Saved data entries
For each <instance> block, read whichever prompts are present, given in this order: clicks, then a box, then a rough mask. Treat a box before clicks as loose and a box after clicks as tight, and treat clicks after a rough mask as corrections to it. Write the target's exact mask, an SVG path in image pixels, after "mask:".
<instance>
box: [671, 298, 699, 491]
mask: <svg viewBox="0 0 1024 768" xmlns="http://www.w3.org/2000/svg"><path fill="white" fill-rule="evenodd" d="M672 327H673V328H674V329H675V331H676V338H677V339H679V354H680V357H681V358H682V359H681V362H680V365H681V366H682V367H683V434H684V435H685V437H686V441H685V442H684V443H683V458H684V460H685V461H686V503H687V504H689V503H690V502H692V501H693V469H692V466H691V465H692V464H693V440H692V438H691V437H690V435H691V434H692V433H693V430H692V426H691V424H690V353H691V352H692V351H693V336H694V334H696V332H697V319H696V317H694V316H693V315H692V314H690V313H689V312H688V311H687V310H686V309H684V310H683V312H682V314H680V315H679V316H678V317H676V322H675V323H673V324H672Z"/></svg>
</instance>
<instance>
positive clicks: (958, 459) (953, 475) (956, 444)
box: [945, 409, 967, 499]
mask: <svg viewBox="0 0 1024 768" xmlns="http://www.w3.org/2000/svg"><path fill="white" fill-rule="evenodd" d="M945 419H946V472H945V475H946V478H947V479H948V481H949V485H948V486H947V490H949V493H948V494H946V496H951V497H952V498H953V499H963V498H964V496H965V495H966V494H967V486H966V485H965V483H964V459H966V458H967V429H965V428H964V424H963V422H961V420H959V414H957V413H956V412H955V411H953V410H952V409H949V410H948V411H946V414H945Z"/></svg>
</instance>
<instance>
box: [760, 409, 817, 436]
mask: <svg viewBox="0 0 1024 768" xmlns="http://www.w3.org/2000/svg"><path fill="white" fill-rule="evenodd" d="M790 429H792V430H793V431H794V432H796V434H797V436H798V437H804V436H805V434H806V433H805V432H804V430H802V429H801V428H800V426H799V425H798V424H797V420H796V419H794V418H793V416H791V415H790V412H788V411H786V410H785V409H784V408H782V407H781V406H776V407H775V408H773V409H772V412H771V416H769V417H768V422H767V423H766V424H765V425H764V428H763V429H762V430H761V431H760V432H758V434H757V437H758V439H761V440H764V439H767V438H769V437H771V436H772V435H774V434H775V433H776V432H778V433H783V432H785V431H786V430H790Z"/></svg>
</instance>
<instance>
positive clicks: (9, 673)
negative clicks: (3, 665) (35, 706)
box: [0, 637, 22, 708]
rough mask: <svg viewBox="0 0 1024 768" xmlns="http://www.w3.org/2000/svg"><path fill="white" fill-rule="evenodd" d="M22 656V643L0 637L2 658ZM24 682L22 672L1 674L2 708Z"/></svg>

▶ _Aim of the task_:
Starting at the first line of the rows and ending with the line that contains "box: [671, 298, 699, 491]", format those lines as a numbered list, leaving out any blank lines.

▶ _Response_:
1. For each <instance> block, read whichever prompts are present, given in this order: clicks, then a box, then a rough mask. Treat a box before clicks as loose and a box after clicks as tight, and treat clicks after a rough mask as corrections to it. Write the target's exact mask, an SVG path in image pixels, after "mask:".
2. <instance>
3. box: [671, 298, 699, 491]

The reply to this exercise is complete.